───── Given text
The private Grovelands Priory psychiatric hospital, where the 83-year-old has been staying for more than a month as Spain seeks his extradition to face charges of murder, torture, and genocide, said it wanted him out as quickly as possible.
"We are hoping he will go very soon, but we seem not to be able to budge him," a spokeswoman for Grovelands told Reuters.
Asked whether the hospital was considering taking legal action, she said: "Yes. No decision has been taken yet, but we are quite keen to remove him." A possible ground for legal proceedings could be trespass.
However, lawyers for the former dictator said Tuesday that Pinochet is distressed by demands he leave the hospital and that he would likely move to another location.
Pinochet has been under police guard at the hospital since October 29, while British legal authorities consider a Spanish judge's request that he be handed over.
Britain's highest court ruled last Wednesday that Pinochet was not immune from prosecution, opening up the prospect that he could be extradited. Britain's Home Secretary (interior minister) Jack Straw has until Dec. 11 to decide whether to authorize the next stage of extradition proceedings.
|London's Grovelands Priory psychiatric hospital|
In a terse statement, Grovelands said Pinochet had been declared fit by a court two weeks ago and "no longer requires the specalist medical and nursing care provided at Grovelands."
──────────
Activity A:
Answer these from the news report:
(i) Since what date has Pinochet been under police guard at the hospital?
(ii) By what date must Jack Straw decide whether to authorize the next stage of extradition proceedings?
(iii) According to his lawyers, where would Pinochet likely go?
Activity B:
From the news report, extract the stretch from "Asked whether the" through "to another location.".
The items that come after this news report aren't needed for anything here.
───── Exercise data
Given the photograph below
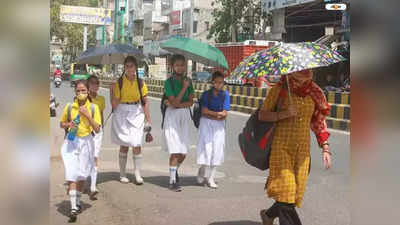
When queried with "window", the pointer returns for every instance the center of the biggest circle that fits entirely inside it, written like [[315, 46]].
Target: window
[[195, 26]]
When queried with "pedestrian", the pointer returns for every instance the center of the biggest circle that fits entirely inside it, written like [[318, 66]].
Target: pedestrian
[[210, 149], [290, 152], [131, 117], [78, 151], [179, 91], [93, 83]]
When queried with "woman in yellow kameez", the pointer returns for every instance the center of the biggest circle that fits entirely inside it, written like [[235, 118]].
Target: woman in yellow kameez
[[303, 109]]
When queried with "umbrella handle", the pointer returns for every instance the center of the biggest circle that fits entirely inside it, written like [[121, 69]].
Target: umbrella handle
[[288, 85]]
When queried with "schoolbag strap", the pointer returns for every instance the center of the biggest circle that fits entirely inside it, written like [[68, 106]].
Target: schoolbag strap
[[69, 112]]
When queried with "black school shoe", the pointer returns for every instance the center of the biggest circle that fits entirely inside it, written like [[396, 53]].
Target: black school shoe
[[175, 187], [73, 216]]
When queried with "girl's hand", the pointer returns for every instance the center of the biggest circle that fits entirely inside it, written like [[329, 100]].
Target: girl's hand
[[83, 110], [326, 157]]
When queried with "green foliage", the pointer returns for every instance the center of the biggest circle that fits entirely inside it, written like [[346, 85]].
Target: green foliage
[[71, 31]]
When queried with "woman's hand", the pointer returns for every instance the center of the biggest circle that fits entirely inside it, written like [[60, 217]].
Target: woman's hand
[[326, 157], [83, 110]]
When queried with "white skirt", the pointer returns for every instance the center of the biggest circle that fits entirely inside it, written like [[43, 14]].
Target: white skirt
[[176, 130], [211, 144], [78, 157], [98, 138], [127, 125]]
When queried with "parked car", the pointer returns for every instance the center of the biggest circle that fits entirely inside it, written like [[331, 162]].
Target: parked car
[[203, 77]]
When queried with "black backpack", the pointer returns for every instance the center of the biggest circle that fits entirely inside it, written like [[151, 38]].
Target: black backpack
[[255, 140], [196, 115], [140, 84], [163, 106]]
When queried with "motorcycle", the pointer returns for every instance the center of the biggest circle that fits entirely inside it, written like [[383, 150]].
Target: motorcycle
[[57, 81], [53, 105]]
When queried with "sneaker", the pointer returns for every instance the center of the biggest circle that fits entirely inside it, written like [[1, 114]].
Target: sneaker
[[177, 176], [265, 218], [92, 195], [79, 210], [200, 177], [73, 216], [124, 180], [212, 184], [139, 179], [175, 187]]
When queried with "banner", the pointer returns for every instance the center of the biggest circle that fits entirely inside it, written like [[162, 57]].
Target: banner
[[85, 15]]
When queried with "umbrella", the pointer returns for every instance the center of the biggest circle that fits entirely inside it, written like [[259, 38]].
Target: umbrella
[[286, 58], [109, 54], [196, 50]]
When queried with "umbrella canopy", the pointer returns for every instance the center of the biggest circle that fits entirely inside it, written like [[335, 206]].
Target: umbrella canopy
[[196, 50], [109, 54], [286, 58]]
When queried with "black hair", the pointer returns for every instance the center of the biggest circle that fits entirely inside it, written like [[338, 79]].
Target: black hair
[[177, 57], [217, 74], [131, 59], [92, 77], [85, 83]]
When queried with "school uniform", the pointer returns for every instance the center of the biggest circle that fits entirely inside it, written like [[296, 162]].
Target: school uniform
[[177, 120], [129, 119], [100, 102], [78, 154], [211, 139]]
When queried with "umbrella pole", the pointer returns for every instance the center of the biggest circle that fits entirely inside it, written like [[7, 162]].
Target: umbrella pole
[[290, 95]]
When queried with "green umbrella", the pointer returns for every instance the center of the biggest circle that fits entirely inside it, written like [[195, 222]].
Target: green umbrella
[[196, 50]]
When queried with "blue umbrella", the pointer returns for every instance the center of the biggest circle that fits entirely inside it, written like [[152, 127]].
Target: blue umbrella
[[109, 54]]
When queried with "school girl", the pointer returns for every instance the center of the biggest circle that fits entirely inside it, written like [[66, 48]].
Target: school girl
[[78, 150], [93, 83], [210, 149], [179, 92], [131, 109]]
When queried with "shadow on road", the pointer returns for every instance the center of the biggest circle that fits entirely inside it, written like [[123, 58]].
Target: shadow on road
[[65, 207], [240, 222], [161, 181]]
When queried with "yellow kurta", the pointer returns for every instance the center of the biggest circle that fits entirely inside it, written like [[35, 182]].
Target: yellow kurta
[[290, 151]]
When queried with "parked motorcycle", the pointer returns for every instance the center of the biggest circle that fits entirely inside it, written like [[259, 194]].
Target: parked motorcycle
[[53, 105], [57, 82]]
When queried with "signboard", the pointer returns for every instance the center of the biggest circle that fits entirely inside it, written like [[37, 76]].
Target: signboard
[[175, 20], [186, 19], [148, 26], [85, 15], [166, 7], [268, 5]]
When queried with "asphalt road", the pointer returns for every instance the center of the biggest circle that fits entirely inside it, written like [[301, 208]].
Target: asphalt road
[[237, 201]]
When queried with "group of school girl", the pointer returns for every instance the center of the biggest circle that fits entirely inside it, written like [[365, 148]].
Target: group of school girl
[[289, 161], [131, 117]]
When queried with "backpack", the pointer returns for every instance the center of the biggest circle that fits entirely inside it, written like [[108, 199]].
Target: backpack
[[255, 140], [163, 106], [196, 115], [140, 84], [69, 115]]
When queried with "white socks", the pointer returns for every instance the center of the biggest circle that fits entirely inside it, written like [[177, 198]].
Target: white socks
[[213, 171], [93, 180], [172, 174], [73, 194], [123, 158], [137, 162]]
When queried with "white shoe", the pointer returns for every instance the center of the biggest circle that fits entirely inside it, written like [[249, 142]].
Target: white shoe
[[212, 184], [200, 176], [139, 179], [124, 180]]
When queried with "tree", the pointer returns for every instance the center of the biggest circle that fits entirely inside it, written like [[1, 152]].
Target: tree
[[235, 17], [71, 32]]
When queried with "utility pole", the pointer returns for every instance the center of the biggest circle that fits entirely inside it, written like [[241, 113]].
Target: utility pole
[[116, 19]]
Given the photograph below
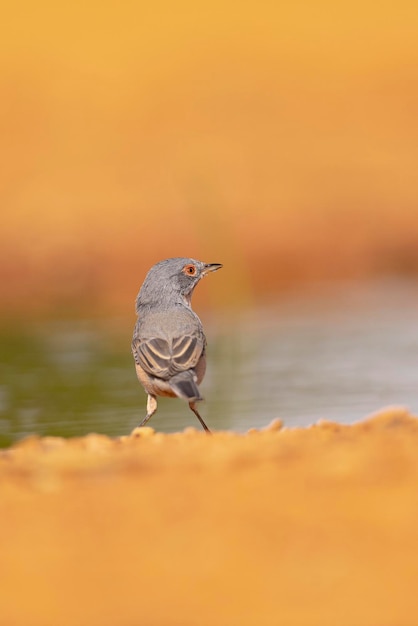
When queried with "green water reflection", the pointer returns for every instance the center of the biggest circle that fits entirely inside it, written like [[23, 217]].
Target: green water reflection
[[338, 355]]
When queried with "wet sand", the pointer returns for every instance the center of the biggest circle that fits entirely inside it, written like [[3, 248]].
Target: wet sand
[[308, 526]]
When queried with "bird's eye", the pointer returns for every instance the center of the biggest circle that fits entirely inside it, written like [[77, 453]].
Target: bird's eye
[[190, 270]]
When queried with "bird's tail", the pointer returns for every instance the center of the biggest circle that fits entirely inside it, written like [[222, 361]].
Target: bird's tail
[[184, 386]]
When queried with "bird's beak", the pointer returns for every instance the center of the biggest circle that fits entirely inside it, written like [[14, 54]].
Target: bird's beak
[[211, 267]]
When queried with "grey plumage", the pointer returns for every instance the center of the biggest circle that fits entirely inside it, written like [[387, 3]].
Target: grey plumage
[[169, 345]]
──────────
Response area A:
(i) October 29
(ii) Dec. 11
(iii) To another location

Response area B:
Asked whether the hospital was considering taking legal action, she said: "Yes. No decision has been taken yet, but we are quite keen to remove him." A possible ground for legal proceedings could be trespass.
However, lawyers for the former dictator said Tuesday that Pinochet is distressed by demands he leave the hospital and that he would likely move to another location.